• **SUPPLIED PASSAGE**
Life & Letters

Correspondence

About this Item

Title: George Washington Whitman to Walt Whitman, 1 February 1863

Date: February 1, 1863

Whitman Archive ID: duk.00336

Source: Trent Collection of Whitmaniana, Duke University Rare Book, Manuscript, and Special Collections Library. The transcription presented here is derived from George Washington Whitman, Civil War Letters of George Washington Whitman, ed. Jerome M. Loving (Durham, North Carolina: Duke University Press, 1975), 83. For a description of the editorial rationale behind our treatment of the correspondence, see our statement of editorial policy.

Contributors to digital file: Elizabeth Lorang, Kathryn Kruger, Gillian Price, and April Lambert




Camp near Falmouth
Va.
Feb 1st /63

Dear Walt.

Here we are yet in camp just the same as you left us, and I think by the appearance of things here we are likely to stay for some time. I have my log hut partly finished and should have had it completed long ago, but after I had cut the logs and had them brought here, orders came for us to be ready to move the next day so I used the logs for fire wood, and since then, the weather has been so stormy I could not do much to it. I suppose we will go on picket tomorrow, so that I wont have a chance to do anything to the house untill Wednesday, but I shall finish it this week, and as soon as I get it done, I want you to come down and see me. Frank Butler1 is helping me build it and is to occupy apartments in it. Your last letter to me is dated Jan 27th. You speak of haveing sent one the previous Saturday, encloseing one from home, and some money. I have not received it. I got a letter from Mother a day or two ago. She says they are all getting along after the old sort. Han has not got home yet, but Mother says she expects her before a great while.

• **BRIEF A**
Revise the entries from the first line through the line containing "(1147, 464)", replacing "Target" with "Label" and leaving everything else unchanged. Leave the pictures out.
The letter and the entries that follow come from unrelated sources.

• **DATA**
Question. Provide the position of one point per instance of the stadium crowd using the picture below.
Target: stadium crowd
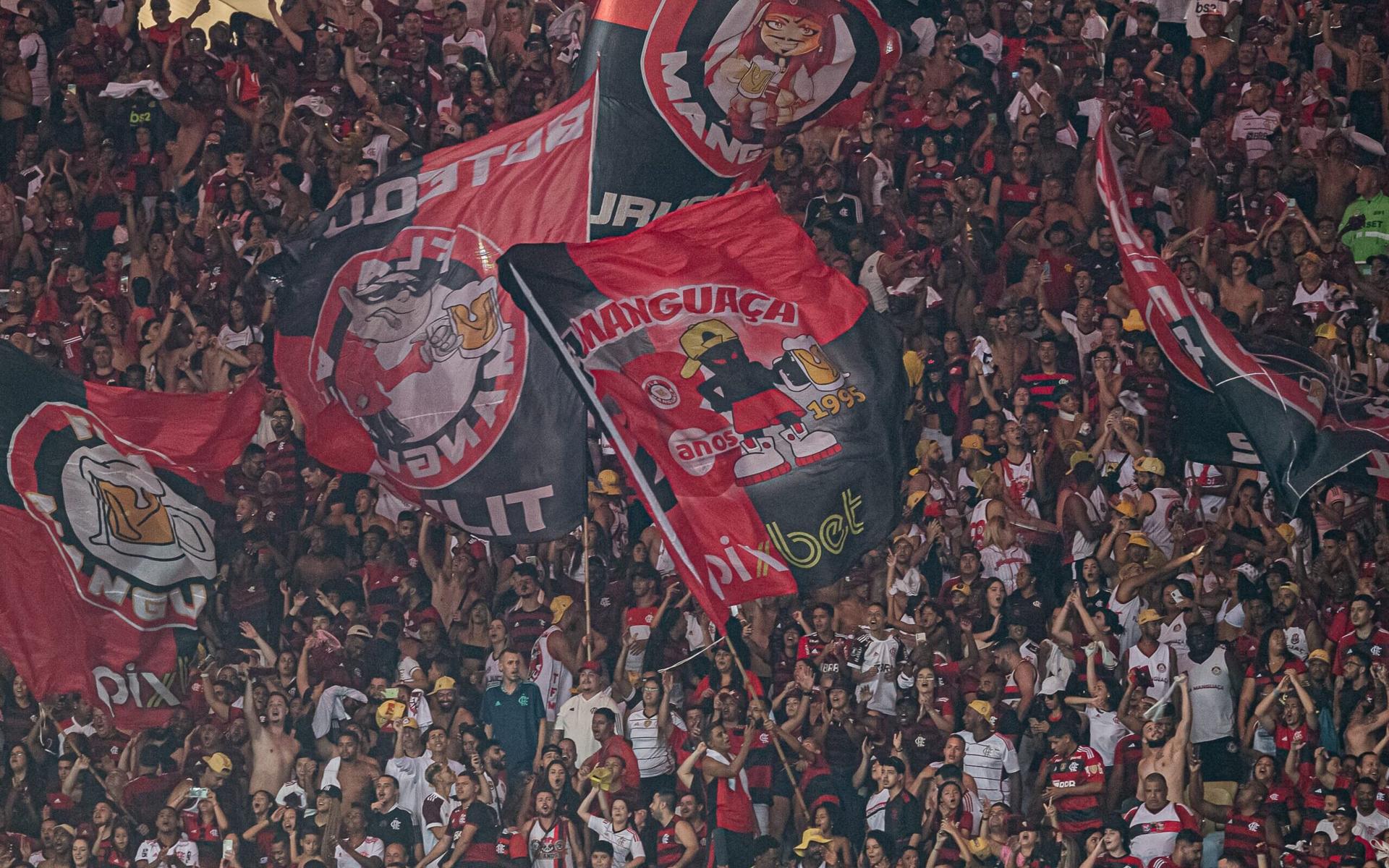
(1076, 649)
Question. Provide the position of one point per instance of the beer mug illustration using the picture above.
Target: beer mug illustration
(474, 317)
(809, 365)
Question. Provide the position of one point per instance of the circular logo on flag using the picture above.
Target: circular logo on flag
(661, 392)
(735, 77)
(420, 345)
(134, 537)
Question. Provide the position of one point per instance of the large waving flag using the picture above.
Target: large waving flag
(696, 92)
(750, 389)
(1299, 436)
(106, 509)
(409, 363)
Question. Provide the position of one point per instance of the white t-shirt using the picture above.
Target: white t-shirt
(184, 851)
(370, 848)
(33, 46)
(625, 845)
(990, 763)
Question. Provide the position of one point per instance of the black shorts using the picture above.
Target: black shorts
(729, 849)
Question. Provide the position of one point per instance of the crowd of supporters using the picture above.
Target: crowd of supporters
(1078, 647)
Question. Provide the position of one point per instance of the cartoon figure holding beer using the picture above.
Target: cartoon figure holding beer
(774, 64)
(412, 320)
(749, 395)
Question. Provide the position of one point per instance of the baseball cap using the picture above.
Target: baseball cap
(389, 712)
(1139, 539)
(558, 606)
(220, 763)
(810, 836)
(1147, 464)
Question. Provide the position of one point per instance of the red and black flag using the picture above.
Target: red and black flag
(753, 395)
(1299, 430)
(106, 504)
(696, 93)
(409, 363)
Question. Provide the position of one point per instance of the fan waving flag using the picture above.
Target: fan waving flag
(1299, 435)
(106, 502)
(409, 363)
(753, 395)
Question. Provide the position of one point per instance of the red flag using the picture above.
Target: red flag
(755, 378)
(106, 499)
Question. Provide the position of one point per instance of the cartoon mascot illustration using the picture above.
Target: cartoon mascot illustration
(747, 393)
(774, 64)
(410, 315)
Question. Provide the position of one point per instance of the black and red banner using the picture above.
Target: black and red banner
(1301, 434)
(757, 381)
(106, 506)
(694, 93)
(404, 357)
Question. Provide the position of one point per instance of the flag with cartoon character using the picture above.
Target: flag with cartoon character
(696, 95)
(752, 392)
(409, 363)
(113, 493)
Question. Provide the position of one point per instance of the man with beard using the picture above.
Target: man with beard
(167, 849)
(1213, 685)
(1164, 745)
(676, 842)
(415, 760)
(842, 210)
(552, 841)
(1364, 637)
(1019, 467)
(1301, 628)
(391, 821)
(1156, 821)
(274, 747)
(990, 759)
(1156, 502)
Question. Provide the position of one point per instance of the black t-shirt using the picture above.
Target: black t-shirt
(395, 827)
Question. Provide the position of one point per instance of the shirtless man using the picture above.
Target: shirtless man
(317, 566)
(1164, 747)
(273, 747)
(939, 69)
(356, 773)
(1215, 46)
(1236, 294)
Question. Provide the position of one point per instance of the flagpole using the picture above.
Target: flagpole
(791, 775)
(588, 610)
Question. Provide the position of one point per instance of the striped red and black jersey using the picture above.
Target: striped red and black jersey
(1129, 752)
(1246, 838)
(668, 848)
(759, 767)
(817, 785)
(931, 185)
(1076, 814)
(1041, 385)
(1017, 200)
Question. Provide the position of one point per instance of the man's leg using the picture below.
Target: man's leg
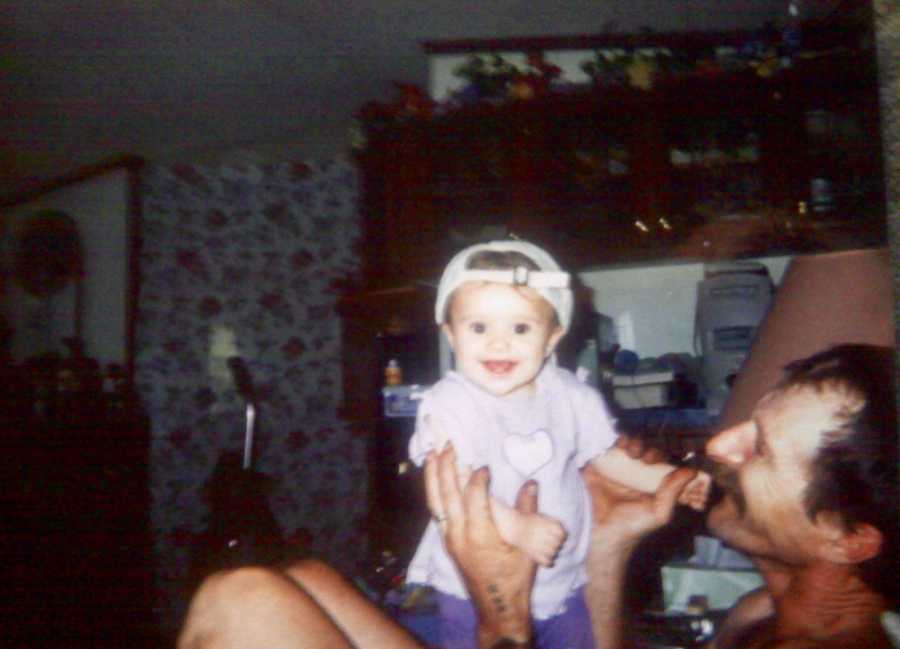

• **BRIEF B**
Summarize the letter in two sentences.

• **CORRECT OUTPUT A**
Question. Provide the position of one point per instance of the stadium crowd using the picture below.
Label: stadium crowd
(1076, 649)
Question. Provide the position of one point per instance of the beer mug illustration using the picture above.
Label: beer mug illustration
(474, 317)
(809, 365)
Question. Provide the position of one point per instance of the circular logo on flag using the picture above.
Label: circular logo on flag
(661, 392)
(735, 77)
(420, 345)
(134, 537)
Question. Provide the position of one point per instance of the large waving flag using the picture above.
Label: large waving flag
(696, 92)
(750, 389)
(1299, 436)
(106, 509)
(409, 363)
Question. Provide the position of one point per instance of the white t-shirt using the picture above.
Label: white t-shirt
(184, 851)
(370, 848)
(33, 46)
(625, 845)
(990, 763)
Question. Provide the position of one point per instance of the black shorts using the picture above.
Label: black shorts
(729, 849)
Question. Provide the position of one point per instance of the crowd of supporters using the picture above.
Label: crowd of supporters
(1078, 647)
Question. Provide the position of one point per instance of the cartoon figure holding beer using the picture above.
Label: cartoon figure holding beer
(774, 64)
(412, 320)
(749, 395)
Question. Provide the position of one point per instance of the baseball cap using the picture above.
Label: baseball cap
(389, 712)
(1139, 539)
(558, 606)
(220, 763)
(810, 836)
(1147, 464)

• **CORRECT OUTPUT B**
Writing from camp near Falmouth, Virginia, on February 1, 1863, George Washington Whitman tells Walt that the camp is unchanged and likely to stay put, and that he will finish his partly built log hut, which Frank Butler is helping build and will share, this week, after which he wants Walt to visit. He has not received the letter Walt mentions sending with one from home and some money, but a letter from Mother says everyone is getting along as usual, and Han is not home yet but is expected before long.